Given entries ::
_ _ _ _

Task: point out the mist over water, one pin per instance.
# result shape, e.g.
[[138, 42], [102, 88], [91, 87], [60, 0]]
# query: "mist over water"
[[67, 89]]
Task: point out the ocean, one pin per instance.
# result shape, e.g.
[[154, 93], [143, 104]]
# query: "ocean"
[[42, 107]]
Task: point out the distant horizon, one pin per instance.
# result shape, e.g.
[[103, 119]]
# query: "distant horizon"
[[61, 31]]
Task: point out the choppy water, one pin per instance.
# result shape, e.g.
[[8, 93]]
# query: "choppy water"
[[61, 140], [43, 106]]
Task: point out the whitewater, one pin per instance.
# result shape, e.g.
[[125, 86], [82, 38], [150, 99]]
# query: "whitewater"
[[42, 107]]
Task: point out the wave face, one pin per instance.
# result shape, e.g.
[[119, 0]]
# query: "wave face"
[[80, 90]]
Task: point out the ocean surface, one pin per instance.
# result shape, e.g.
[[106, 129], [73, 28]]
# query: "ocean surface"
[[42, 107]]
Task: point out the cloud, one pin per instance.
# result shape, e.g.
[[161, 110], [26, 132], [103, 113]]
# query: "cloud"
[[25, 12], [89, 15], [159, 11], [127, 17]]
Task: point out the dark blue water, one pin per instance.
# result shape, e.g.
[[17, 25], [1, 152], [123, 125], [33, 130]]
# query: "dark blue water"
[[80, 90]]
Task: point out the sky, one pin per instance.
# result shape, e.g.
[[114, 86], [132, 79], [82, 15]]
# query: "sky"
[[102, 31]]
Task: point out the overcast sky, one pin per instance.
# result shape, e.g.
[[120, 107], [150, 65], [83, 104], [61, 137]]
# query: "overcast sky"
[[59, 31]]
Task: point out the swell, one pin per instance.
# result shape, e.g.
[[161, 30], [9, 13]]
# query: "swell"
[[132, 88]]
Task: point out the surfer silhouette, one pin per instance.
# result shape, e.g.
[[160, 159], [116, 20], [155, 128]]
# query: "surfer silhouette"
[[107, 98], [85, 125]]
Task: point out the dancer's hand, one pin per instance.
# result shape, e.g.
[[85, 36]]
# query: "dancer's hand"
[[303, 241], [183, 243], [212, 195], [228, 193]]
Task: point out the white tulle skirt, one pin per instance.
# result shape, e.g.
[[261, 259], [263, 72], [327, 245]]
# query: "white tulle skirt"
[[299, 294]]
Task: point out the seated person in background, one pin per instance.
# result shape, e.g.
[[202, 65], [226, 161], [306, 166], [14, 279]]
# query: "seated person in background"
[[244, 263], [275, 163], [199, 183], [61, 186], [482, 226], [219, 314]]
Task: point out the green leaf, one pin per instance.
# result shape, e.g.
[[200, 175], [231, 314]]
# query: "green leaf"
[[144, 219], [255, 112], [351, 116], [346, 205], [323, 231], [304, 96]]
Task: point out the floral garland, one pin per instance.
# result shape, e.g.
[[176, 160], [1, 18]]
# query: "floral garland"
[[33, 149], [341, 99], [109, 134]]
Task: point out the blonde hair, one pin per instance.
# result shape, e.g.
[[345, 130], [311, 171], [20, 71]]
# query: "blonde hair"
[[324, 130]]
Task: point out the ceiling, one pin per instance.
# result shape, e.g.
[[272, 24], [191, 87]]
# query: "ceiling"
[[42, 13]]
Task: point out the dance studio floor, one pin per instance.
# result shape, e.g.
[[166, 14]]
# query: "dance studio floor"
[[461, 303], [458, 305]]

_ _ _ _

To be done :: Repeat all the entries exactly as given.

Final result ::
Task: point out the mist over water, one pin per instance.
# result shape, e.g.
[[138, 42], [102, 88], [91, 87], [60, 0]]
# query: "mist over water"
[[67, 89]]
Task: point out the ocean, one pin per instance.
# result shape, e.g.
[[154, 93], [143, 104]]
# query: "ocean"
[[42, 107]]
Task: point out the distant horizon, one pin per instance.
# result shape, e.g.
[[103, 119]]
# query: "distant horizon"
[[61, 31]]
Task: point out the choppy water, one pin per instance.
# result shape, e.g.
[[8, 93]]
# query: "choppy water"
[[61, 140], [43, 106]]
Task: point out the whitewater, one pin per instance.
# result shape, e.g.
[[125, 86], [82, 38], [150, 99]]
# query: "whitewater"
[[42, 107]]
Task: point out the wave face, one pin per instance.
# result shape, e.g.
[[119, 0]]
# query: "wave face"
[[80, 90]]
Task: point out the ocean surface, one pin per instance.
# result shape, e.g.
[[106, 129], [73, 28]]
# query: "ocean surface"
[[42, 107]]
Task: point out the cloud, one pin per instance.
# result shape, e.g.
[[161, 110], [26, 132], [103, 113]]
# query: "cloud"
[[25, 12], [89, 15], [159, 11], [127, 17]]
Task: point out the dark blue water, one pin per instance.
# result shape, e.g.
[[17, 25], [1, 152], [123, 125], [33, 130]]
# query: "dark blue water"
[[80, 90]]
Task: point out the sky, one pin per instance.
# result shape, e.g.
[[114, 86], [132, 79], [82, 15]]
# query: "sky"
[[102, 31]]
Task: point out the overcast sky, one pin per instance.
# result shape, e.g.
[[120, 107], [150, 65], [83, 104], [61, 137]]
# query: "overcast sky"
[[59, 31]]
Task: point out the swell, one pin per instance.
# result shape, e.g.
[[161, 30], [9, 13]]
# query: "swell"
[[132, 88]]
Task: point out the surfer silhouette, one pin per instance.
# result shape, e.g.
[[160, 159], [116, 20], [155, 128]]
# query: "surfer silhouette"
[[107, 98], [85, 125]]
Task: point out the dancer's hand, one pin per instance.
# result shape, e.g.
[[85, 36]]
# query: "dancer's hand"
[[303, 241], [183, 243], [212, 195], [228, 193]]
Task: point out the white tulle skirt, one pin per instance.
# result shape, e.g.
[[261, 259], [263, 72], [327, 245]]
# query: "white tulle skirt"
[[299, 294]]
Task: point out the seated person in background, one pin per instance.
# result shape, e.g.
[[202, 65], [226, 161], [306, 166], [14, 279]]
# query: "seated person in background"
[[244, 263], [275, 163], [199, 183], [61, 186], [482, 226], [219, 314]]
Task: point out the green leaf, one pin per instance.
# result shape, e.g.
[[200, 175], [231, 314]]
# query: "green leaf"
[[144, 219], [255, 112], [351, 116], [346, 205], [323, 231], [304, 96]]
Task: point out the floral garland, one pin per instance.
# result shape, e.g.
[[176, 160], [1, 18]]
# query: "floral garland"
[[33, 149], [341, 99], [109, 134]]
Task: point out the blonde hair, one pin per instance.
# result shape, e.g.
[[345, 130], [311, 171], [20, 71]]
# query: "blonde hair"
[[324, 130]]
Task: point out the ceiling, one pin per instance.
# result shape, e.g.
[[272, 24], [191, 87]]
# query: "ceiling"
[[42, 13]]
Task: point out the dance studio floor, one pin per instance.
# result shape, e.g.
[[166, 14]]
# query: "dance studio floor"
[[461, 303], [458, 305]]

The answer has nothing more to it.